Stored data ::
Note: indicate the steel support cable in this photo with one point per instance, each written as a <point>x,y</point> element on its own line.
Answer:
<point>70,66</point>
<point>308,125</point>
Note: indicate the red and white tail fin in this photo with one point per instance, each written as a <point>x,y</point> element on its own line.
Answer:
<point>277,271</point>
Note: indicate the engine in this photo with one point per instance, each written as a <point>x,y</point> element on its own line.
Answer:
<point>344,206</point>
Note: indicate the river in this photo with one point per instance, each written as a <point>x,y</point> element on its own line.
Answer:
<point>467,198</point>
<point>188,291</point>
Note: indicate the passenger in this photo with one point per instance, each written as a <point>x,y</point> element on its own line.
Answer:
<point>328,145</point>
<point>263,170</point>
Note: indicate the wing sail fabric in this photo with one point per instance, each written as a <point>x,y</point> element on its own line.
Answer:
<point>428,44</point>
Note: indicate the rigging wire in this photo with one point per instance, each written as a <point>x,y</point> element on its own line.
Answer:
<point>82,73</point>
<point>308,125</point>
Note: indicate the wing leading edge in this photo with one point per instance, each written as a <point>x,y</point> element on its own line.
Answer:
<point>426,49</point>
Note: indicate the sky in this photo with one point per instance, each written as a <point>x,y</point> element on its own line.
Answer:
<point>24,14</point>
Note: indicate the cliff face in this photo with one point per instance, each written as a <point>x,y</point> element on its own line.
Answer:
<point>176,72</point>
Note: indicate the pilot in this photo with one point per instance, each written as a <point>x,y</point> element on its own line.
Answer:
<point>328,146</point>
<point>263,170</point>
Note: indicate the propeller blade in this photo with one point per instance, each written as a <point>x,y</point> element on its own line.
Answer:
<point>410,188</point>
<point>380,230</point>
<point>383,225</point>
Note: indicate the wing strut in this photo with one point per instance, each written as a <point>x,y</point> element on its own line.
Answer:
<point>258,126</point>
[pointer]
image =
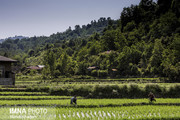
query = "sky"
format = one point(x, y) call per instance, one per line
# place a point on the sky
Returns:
point(44, 17)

What the task requires :: Reproduce the material above word for word, leaving out the pictures.

Written reply ::
Note: indicate the steel support cable in this photo with one point per instance, each written as a <point>x,y</point> element on its own line.
Answer:
<point>70,66</point>
<point>308,125</point>
Note: indicate the red and white tail fin in this photo with one point per instance, each written as a <point>x,y</point> element on its own line.
Answer:
<point>277,271</point>
Note: indicate the engine in this photo with one point per instance, each written as a <point>x,y</point> element on its own line.
Answer:
<point>344,206</point>
Note: indicate the river in this photo with one point per instance, each written as a <point>x,y</point> element on its own line.
Answer:
<point>467,198</point>
<point>188,291</point>
Note: indicate the passenger in this photo with one point per instance, each written as a <point>x,y</point> element on its own line.
Answer:
<point>328,145</point>
<point>263,170</point>
Note: indicate the wing sail fabric in this photo with one point per instance, each written as a <point>x,y</point> element on its own line.
Answer:
<point>428,44</point>
Note: indicate the rigging wire in this photo with one point per instance, each written as a <point>x,y</point> element on its own line.
Answer:
<point>82,73</point>
<point>308,125</point>
Note: indicate the wing leading edge in this photo with one point per instance, each written as a <point>x,y</point> element on its own line.
Answer:
<point>426,49</point>
Note: indicate the sky in this photo with one point per instance, each written as a <point>x,y</point> element on its own line.
Answer:
<point>24,14</point>
Note: indicate the cliff face in this photo with one point per instance, each written as a <point>x,y</point> element on its own line.
Answer:
<point>176,72</point>
Note: indicate the pilot in this photo with one point per instance, each written as a <point>x,y</point> element on its own line.
Answer:
<point>328,146</point>
<point>263,170</point>
Note: indicate the propeller blade in this photo with one point per instance, each written as a <point>x,y</point> element on its own line.
Answer:
<point>410,188</point>
<point>380,230</point>
<point>383,225</point>
Note: indicate the wing strut in this photo with one point per instance, each written as a <point>x,y</point> element on its own line.
Answer:
<point>258,126</point>
[pointer]
image =
query = "sky"
format = one point(x, y) call per instance, one per line
# place a point on the sky
Returns:
point(44, 17)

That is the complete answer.